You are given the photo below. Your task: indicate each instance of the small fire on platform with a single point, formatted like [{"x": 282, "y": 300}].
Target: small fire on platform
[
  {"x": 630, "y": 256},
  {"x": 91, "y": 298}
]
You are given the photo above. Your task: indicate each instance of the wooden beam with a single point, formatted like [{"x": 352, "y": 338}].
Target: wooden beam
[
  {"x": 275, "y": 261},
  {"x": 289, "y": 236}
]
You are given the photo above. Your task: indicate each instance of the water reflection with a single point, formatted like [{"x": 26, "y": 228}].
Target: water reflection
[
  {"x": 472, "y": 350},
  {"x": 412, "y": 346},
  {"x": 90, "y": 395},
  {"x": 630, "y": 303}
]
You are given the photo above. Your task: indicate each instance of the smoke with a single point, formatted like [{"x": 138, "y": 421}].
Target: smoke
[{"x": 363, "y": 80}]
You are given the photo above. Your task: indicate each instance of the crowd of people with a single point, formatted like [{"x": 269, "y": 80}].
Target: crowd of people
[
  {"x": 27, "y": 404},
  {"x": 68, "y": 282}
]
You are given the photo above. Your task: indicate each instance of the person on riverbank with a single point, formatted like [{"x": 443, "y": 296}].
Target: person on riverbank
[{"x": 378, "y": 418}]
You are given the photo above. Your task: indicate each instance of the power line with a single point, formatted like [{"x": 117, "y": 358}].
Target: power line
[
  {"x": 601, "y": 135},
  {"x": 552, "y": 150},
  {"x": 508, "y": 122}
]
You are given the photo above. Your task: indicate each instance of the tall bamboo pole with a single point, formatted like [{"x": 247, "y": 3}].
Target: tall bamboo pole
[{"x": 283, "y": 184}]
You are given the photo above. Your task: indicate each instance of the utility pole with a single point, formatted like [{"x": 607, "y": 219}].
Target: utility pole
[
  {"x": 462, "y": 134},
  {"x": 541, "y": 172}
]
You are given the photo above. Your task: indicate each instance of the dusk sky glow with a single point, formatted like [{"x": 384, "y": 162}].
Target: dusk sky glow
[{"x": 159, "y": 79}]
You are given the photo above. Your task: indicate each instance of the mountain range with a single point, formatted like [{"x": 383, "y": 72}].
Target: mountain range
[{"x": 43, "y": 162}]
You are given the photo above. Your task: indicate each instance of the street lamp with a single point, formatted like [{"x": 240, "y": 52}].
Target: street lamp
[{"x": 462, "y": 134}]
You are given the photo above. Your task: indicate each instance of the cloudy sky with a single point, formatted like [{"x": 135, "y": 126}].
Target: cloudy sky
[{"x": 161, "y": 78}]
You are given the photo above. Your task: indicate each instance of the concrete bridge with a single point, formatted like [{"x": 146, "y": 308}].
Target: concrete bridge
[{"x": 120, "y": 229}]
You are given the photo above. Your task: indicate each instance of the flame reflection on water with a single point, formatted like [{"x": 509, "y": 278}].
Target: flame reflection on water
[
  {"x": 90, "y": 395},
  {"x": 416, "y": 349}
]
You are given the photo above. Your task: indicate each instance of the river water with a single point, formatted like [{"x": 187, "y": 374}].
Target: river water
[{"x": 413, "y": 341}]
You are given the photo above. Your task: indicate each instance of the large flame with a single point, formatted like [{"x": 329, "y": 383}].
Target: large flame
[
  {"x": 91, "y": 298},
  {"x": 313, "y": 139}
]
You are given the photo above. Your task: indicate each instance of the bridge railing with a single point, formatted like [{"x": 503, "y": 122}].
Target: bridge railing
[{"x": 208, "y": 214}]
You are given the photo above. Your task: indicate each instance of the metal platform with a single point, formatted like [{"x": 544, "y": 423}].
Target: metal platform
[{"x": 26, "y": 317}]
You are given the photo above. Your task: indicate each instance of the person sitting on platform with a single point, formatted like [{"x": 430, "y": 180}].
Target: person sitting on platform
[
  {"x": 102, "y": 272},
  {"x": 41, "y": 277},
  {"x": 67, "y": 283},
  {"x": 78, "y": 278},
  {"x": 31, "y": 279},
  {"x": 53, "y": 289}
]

◇ ◇ ◇ ◇ ◇ ◇ ◇

**Aim of the task:** Pull out every line from the one with "of the large" to the end of the listing, and output only those.

**Written answer:**
You are given the photo above. Your task: indicate each instance of the large flame with a single point, formatted like [{"x": 329, "y": 383}].
Target: large flame
[
  {"x": 91, "y": 298},
  {"x": 313, "y": 139}
]
You are given the photo above. Your task: indicate each instance of the bridge railing with a single point, formatted like [{"x": 503, "y": 122}].
Target: bridge railing
[{"x": 208, "y": 214}]
You are given the photo above. Your task: indicate each instance of the metal platform with a single point, formatted like [{"x": 544, "y": 423}].
Target: metal platform
[{"x": 26, "y": 317}]
You are given the photo above. Your task: indicate each instance of the person sitting on platform with a single point, formatted like [{"x": 430, "y": 180}].
Target: person sitting on platform
[
  {"x": 102, "y": 272},
  {"x": 41, "y": 277},
  {"x": 67, "y": 283},
  {"x": 78, "y": 278},
  {"x": 31, "y": 279},
  {"x": 53, "y": 289}
]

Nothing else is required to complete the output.